** Data listing follows **
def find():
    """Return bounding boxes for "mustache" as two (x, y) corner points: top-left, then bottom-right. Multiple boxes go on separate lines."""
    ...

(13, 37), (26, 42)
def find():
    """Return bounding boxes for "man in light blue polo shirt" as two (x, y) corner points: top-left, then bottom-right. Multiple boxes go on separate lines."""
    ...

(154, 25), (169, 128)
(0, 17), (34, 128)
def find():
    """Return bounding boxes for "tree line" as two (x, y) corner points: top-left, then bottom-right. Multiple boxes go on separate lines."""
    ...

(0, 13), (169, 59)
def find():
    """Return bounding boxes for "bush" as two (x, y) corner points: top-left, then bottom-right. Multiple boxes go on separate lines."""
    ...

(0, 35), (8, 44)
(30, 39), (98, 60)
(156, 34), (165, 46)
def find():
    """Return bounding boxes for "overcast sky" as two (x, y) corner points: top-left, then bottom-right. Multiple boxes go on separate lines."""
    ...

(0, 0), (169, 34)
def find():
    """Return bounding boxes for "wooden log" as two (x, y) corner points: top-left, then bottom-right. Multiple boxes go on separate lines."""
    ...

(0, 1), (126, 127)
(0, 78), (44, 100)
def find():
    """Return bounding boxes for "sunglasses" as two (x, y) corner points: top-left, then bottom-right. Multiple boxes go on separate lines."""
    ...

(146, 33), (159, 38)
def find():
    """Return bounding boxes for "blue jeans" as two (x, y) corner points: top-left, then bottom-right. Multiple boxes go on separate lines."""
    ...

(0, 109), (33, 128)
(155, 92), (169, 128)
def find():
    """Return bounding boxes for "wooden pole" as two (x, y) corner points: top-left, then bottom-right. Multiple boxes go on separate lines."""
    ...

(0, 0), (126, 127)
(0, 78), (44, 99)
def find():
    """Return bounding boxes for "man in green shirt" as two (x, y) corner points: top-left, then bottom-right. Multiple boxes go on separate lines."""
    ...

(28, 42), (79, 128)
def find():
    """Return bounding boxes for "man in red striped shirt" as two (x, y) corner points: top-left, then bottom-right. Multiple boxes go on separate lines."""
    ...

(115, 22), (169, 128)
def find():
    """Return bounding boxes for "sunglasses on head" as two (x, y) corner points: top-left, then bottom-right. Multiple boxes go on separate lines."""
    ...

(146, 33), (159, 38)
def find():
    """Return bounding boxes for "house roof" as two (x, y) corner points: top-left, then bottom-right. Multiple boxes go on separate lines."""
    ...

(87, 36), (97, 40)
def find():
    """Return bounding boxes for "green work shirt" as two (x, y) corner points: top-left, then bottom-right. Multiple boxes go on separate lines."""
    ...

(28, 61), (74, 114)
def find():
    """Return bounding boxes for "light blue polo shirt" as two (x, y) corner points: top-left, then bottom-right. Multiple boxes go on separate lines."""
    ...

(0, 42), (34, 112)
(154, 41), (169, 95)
** End of Data listing **
Assigned task: Filter the data down to the lines that contain the string "polo", and copy them.

Solution to this task:
    """Return bounding boxes for "man in light blue polo shirt" as two (x, y) corner points: top-left, then bottom-right. Multiple boxes go on separate lines."""
    """Return bounding boxes for "light blue polo shirt" as two (x, y) corner points: top-left, then bottom-right. Multiple boxes go on separate lines."""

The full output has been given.